- STUDY MATERIAL:
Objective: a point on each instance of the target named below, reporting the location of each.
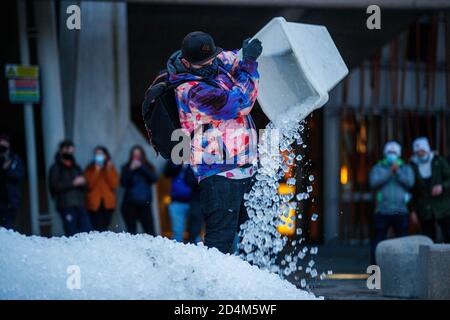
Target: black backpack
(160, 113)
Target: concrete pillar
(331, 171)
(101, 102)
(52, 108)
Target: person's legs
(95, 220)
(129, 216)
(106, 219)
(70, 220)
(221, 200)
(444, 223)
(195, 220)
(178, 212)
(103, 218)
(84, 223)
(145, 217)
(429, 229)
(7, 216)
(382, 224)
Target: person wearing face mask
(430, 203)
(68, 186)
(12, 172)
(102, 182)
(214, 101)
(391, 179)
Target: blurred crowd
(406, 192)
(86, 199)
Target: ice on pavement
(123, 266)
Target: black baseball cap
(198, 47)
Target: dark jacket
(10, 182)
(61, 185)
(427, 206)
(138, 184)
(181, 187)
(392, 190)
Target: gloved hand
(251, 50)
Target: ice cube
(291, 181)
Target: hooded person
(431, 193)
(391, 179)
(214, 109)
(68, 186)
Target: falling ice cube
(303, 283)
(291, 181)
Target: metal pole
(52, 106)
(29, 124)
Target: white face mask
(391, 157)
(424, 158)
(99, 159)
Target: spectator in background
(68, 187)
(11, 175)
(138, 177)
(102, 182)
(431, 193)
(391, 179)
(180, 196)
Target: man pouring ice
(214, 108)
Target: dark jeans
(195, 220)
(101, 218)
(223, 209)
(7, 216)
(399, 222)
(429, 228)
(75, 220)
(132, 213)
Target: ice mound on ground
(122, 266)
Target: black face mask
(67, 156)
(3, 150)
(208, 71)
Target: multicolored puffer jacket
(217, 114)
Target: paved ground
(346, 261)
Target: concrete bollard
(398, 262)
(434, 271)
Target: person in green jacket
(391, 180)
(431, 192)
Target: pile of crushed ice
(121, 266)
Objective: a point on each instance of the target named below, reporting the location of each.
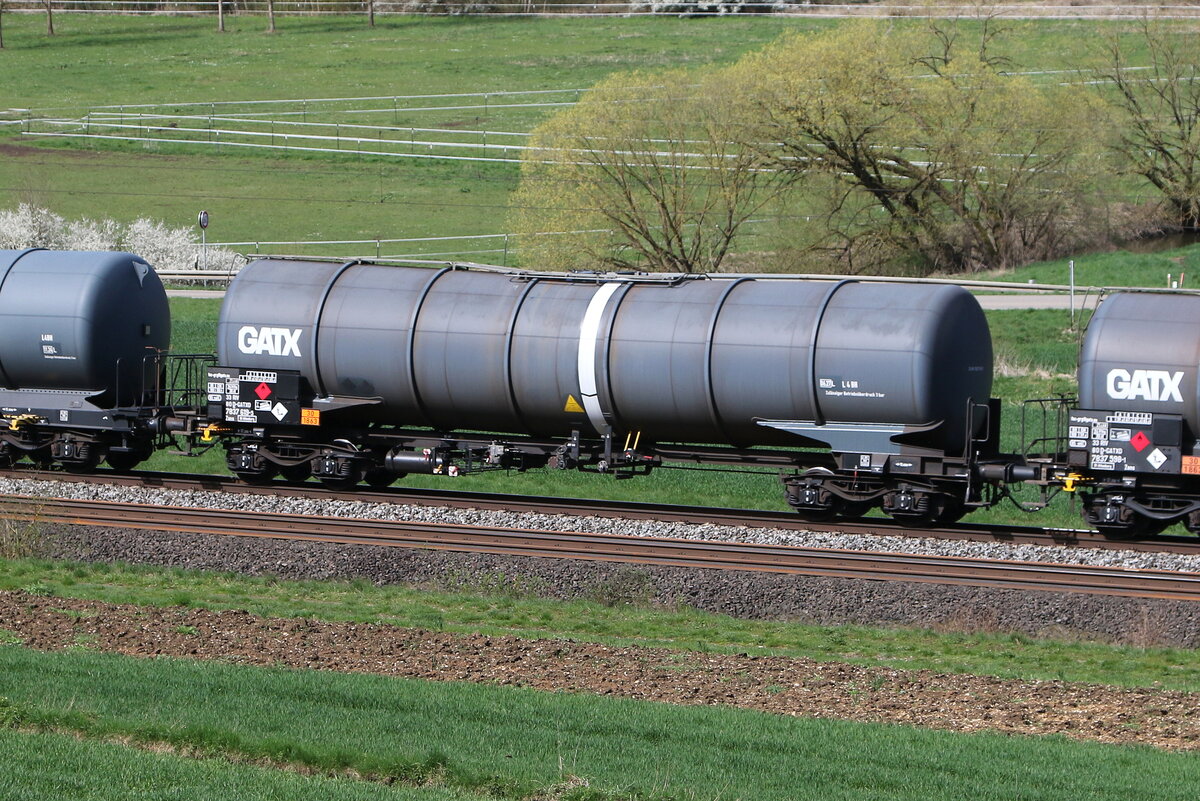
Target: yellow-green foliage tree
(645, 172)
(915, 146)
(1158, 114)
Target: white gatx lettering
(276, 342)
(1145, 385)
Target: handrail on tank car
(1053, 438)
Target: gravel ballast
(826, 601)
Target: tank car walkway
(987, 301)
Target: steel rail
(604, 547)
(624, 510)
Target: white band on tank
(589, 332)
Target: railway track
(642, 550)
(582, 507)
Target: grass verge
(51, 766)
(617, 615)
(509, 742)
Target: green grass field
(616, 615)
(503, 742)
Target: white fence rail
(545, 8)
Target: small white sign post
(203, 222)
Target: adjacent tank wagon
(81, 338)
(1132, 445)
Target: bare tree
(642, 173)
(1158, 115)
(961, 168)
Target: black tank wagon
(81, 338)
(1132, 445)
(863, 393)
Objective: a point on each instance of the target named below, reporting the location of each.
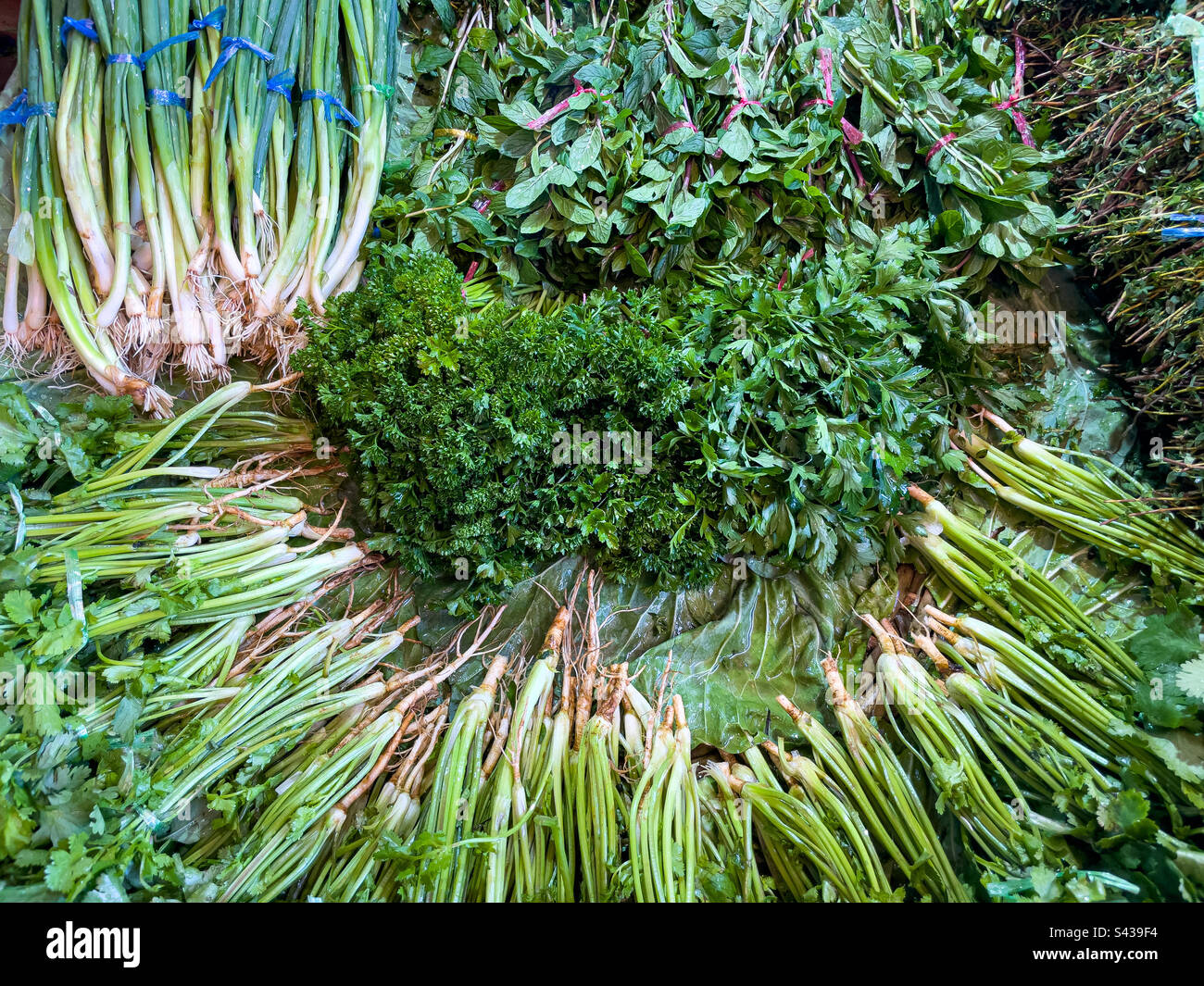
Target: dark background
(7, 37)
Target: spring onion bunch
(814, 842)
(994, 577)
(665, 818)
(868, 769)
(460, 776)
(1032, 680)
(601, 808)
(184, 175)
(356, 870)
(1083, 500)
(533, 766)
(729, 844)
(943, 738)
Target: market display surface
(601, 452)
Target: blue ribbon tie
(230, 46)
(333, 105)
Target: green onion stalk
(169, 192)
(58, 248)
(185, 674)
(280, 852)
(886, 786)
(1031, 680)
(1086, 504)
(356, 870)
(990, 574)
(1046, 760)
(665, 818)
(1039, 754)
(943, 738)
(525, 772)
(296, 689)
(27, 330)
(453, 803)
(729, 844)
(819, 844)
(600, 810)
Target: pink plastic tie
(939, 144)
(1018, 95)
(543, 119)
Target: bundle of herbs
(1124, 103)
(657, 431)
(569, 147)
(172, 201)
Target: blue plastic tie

...

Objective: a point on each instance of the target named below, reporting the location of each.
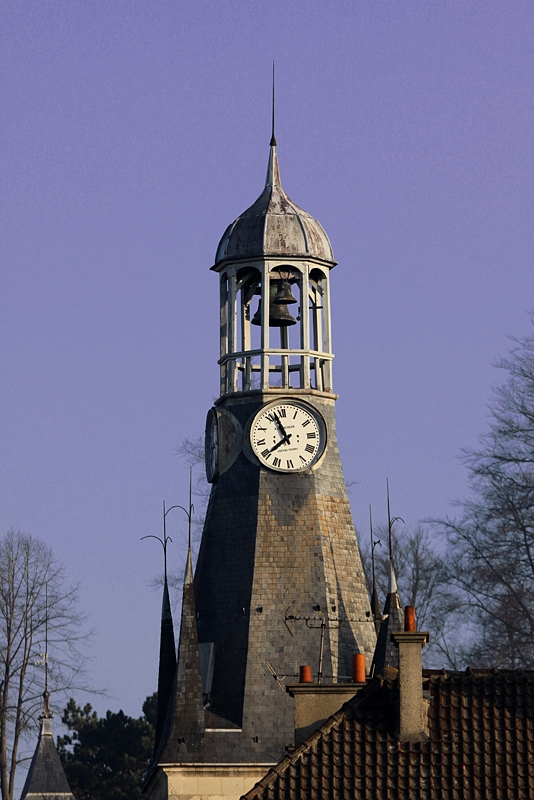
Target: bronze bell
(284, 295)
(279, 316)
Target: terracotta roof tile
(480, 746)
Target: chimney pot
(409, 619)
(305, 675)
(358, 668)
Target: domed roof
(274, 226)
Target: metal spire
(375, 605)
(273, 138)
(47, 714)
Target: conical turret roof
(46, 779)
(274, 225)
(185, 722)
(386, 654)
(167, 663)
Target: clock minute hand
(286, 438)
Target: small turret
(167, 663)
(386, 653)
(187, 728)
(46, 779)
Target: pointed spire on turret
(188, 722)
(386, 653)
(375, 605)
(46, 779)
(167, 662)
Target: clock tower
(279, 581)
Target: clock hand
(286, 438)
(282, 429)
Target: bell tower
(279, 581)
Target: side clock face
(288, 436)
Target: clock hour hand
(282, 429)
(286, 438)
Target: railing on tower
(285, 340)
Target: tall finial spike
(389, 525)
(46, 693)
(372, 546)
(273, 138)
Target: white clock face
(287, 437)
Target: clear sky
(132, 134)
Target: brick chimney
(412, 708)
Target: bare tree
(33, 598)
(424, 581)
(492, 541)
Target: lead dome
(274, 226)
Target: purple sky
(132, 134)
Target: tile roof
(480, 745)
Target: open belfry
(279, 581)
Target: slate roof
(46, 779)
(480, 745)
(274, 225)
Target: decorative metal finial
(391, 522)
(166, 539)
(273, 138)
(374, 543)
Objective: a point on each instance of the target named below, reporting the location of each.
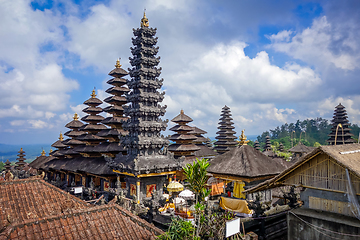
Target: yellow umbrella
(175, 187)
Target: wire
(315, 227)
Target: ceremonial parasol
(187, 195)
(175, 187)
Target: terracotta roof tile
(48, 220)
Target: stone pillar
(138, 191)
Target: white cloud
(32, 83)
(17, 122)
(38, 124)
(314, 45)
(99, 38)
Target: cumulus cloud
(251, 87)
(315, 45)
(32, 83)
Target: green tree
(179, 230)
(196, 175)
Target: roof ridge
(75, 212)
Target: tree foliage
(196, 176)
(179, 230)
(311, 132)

...

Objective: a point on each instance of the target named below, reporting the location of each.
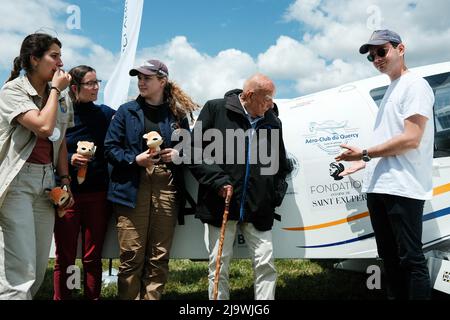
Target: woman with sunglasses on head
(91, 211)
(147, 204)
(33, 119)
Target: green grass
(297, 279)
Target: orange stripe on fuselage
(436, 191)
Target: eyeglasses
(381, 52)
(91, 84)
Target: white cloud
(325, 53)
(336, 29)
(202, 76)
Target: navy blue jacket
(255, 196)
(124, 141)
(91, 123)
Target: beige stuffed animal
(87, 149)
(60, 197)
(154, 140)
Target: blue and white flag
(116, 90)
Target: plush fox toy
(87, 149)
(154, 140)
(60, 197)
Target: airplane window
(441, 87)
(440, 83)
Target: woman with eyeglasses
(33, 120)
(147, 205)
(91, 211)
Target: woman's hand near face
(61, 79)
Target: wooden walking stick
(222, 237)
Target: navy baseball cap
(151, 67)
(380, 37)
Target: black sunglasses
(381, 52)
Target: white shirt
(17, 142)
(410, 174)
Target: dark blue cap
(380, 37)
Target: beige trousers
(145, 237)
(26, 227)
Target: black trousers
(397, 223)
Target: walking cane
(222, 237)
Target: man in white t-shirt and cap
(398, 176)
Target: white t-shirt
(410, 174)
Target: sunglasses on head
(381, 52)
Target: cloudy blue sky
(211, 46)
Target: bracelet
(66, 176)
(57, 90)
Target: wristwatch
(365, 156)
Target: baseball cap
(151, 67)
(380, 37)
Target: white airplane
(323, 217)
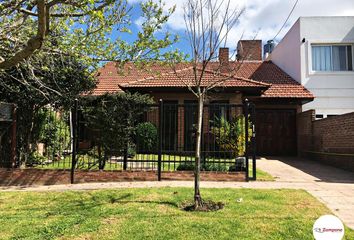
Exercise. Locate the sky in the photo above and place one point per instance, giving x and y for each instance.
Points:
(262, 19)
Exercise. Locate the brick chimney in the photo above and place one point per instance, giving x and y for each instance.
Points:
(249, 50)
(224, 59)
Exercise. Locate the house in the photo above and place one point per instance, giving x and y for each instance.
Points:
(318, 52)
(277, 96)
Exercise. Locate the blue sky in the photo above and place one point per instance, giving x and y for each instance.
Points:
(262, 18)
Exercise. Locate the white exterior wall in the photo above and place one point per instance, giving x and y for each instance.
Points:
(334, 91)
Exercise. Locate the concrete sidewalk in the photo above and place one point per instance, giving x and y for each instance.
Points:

- TASK:
Of the lines above, copy only those from the one holding "Target: handrail on tank car" to the one holding "Target: blue plastic tie", both included, and exclude every image.

- TASK OUTPUT:
Target: handrail on tank car
(1053, 438)
Target: gravel ballast
(826, 601)
Target: tank car walkway
(987, 301)
Target: steel rail
(604, 547)
(624, 510)
Target: white band on tank
(589, 332)
Target: railway track
(642, 550)
(582, 507)
Target: grass verge
(51, 766)
(617, 615)
(509, 742)
Target: green grass field
(616, 615)
(503, 742)
Target: white fence rail
(545, 8)
Target: small white sign post
(203, 222)
Target: adjacent tank wagon
(81, 338)
(1132, 445)
Target: bare tree
(642, 173)
(1158, 115)
(961, 168)
Target: black tank wagon
(81, 338)
(1132, 445)
(863, 393)
Objective: a point on each instance of the target named below, reporting the location of each.
Target: dark background
(7, 37)
Target: spring onion bunch
(814, 842)
(994, 577)
(665, 818)
(868, 769)
(460, 776)
(1032, 680)
(601, 808)
(184, 175)
(356, 870)
(1083, 500)
(533, 766)
(729, 844)
(943, 738)
Target: market display surface
(601, 452)
Target: blue ribbon tie
(230, 46)
(333, 105)
Target: green onion stalk
(169, 192)
(58, 248)
(185, 674)
(280, 852)
(886, 786)
(1031, 680)
(1086, 504)
(356, 870)
(990, 574)
(1046, 760)
(665, 818)
(1039, 754)
(943, 738)
(525, 772)
(296, 689)
(27, 330)
(453, 803)
(729, 844)
(819, 844)
(600, 810)
Target: pink plastic tie
(939, 144)
(1018, 95)
(543, 119)
Target: bundle of herbs
(1124, 103)
(657, 431)
(569, 147)
(172, 201)
Target: blue plastic tie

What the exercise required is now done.